I’ll have to admit, I can be jealous of the CPU world. When I consider the fact that I can purchase a Teensy LC board with an ARM Cortex-M0+ processor running at 48MHz, 62K of flash and 8K of RAM for for only $12 from my local hardware convenience store, it makes me wonder at times why I am working in an FPGA world where the cheapest FPGA designs sell for around $75 or so. Ok, so the Black ICE board is a touch cheaper at $50, but this is still a far cry from the $12 Teensy.
Well, now there’s a new player in the ultra low-cost market. You can now purchase an Arrow FPGA IoT Maker Board, the MAX1000 for just $30.
As I was recently asked to do some work with the MAX1000, I thought I might share some of my first experiences and impressions with you here.
Before I get started though, you should know that I am not getting paid by either Arrow or Trenz to write this review. Neither am I getting paid by Digilent for that matter. Rather, I’ve been asked to demonstrate that yosys can be used to build a design on an Intel (Altera) platform—something I’m still working on.
If you are looking for a low-priced FPGA board to get started with, the MAX1000 should fit the bill nicely. Indeed, it has just about all of the basic components within it that you should need to do FPGA work.
It has an 8MB flash and, unlike the CMod S6 I worked with before, the MAX1000 actually has some decent RAM to work with – an 8MB SDRAM. These two items are the basics you will need for any soft CPU work you wish to do. Of course, you’ll also need an LED or two, and the MAX1000 has a nice complement of eight of them. The motion sensor on top is also fun bonus not normally found on most FPGA boards. Further, the motion sensor also contains an accelerometer capability, so a fun project might be to create an electronic level. Even better, the auxilliary A/D that comes as a part of this MEMS motion sensor chip will spare a lot of designers the need to integrate their own digitizer onto board.

Provided material:
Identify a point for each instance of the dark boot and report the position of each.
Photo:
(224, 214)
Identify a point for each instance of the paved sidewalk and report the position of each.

Set tasks:
A – Name every development board that the MAX1000 review mentions by name.
B – Transcribe the portion of the MAX1000 review between "I’ll have to" and "the $12 Teensy.", inclusive.

Answers for this exercise:
A –
- Teensy LC
- Black ICE
- MAX1000 (the Arrow FPGA IoT Maker Board)
- CMod S6

B –
I’ll have to admit, I can be jealous of the CPU world. When I consider the fact that I can purchase a Teensy LC board with an ARM Cortex-M0+ processor running at 48MHz, 62K of flash and 8K of RAM for for only $12 from my local hardware convenience store, it makes me wonder at times why I am working in an FPGA world where the cheapest FPGA designs sell for around $75 or so. Ok, so the Black ICE board is a touch cheaper at $50, but this is still a far cry from the $12 Teensy.